• [EXERCISE REQUIREMENTS] The required result is a copy of each line below in which "cabinet" appears.

• [SUPPLIED MATERIAL]
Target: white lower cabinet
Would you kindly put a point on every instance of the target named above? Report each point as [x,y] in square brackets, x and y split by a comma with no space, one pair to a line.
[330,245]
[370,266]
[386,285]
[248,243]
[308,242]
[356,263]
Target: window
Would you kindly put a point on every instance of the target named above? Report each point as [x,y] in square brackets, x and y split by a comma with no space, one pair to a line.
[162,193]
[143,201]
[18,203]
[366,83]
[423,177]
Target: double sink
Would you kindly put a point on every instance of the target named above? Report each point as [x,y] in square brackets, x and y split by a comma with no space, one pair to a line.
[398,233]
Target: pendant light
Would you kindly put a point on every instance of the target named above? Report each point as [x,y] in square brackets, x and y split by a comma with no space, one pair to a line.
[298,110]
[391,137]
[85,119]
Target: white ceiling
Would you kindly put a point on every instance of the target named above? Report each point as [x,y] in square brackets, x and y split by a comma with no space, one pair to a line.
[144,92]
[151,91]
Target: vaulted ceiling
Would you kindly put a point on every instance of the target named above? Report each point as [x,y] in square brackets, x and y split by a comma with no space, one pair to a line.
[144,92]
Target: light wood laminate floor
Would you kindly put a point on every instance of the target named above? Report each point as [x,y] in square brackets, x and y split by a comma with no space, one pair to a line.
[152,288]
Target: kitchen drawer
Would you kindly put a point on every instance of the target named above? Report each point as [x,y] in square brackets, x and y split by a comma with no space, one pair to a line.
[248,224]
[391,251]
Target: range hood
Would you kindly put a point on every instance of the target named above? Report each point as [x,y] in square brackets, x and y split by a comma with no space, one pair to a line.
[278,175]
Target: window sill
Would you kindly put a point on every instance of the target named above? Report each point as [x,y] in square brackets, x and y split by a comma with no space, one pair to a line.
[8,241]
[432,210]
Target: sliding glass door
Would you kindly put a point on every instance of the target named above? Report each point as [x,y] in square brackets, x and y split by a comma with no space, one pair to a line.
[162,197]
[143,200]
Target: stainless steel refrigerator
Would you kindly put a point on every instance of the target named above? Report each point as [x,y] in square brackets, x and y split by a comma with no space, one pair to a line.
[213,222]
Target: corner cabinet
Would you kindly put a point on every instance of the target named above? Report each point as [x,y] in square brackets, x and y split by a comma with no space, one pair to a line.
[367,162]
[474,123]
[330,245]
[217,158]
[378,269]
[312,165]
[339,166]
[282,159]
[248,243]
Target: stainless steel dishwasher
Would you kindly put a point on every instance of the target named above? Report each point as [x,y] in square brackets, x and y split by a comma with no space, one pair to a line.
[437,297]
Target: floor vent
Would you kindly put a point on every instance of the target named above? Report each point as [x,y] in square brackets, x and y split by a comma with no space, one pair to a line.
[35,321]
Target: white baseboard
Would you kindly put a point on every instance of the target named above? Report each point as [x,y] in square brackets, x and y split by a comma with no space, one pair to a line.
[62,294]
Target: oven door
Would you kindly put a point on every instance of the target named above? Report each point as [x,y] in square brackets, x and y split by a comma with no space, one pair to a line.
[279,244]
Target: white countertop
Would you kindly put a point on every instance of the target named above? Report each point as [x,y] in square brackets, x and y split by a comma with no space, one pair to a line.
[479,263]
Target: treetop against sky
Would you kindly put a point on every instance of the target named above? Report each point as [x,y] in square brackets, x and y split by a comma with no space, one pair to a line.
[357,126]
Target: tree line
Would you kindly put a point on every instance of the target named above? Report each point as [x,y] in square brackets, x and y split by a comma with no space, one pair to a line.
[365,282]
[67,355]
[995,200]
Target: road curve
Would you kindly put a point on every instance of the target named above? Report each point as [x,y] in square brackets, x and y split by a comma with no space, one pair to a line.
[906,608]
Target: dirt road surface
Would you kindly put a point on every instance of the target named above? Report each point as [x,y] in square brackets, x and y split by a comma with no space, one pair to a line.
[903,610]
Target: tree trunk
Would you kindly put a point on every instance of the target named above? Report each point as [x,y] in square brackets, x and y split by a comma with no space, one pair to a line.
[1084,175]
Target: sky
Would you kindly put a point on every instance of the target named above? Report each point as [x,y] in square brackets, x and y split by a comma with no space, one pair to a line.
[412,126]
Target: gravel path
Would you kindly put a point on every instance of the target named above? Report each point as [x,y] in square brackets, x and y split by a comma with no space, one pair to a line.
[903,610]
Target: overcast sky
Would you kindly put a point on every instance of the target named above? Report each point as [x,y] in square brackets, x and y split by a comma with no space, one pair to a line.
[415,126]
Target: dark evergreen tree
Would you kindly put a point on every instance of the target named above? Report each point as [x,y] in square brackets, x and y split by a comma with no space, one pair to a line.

• [EXPECTED ANSWER]
Target: white lower cabinet
Target: corner cabinet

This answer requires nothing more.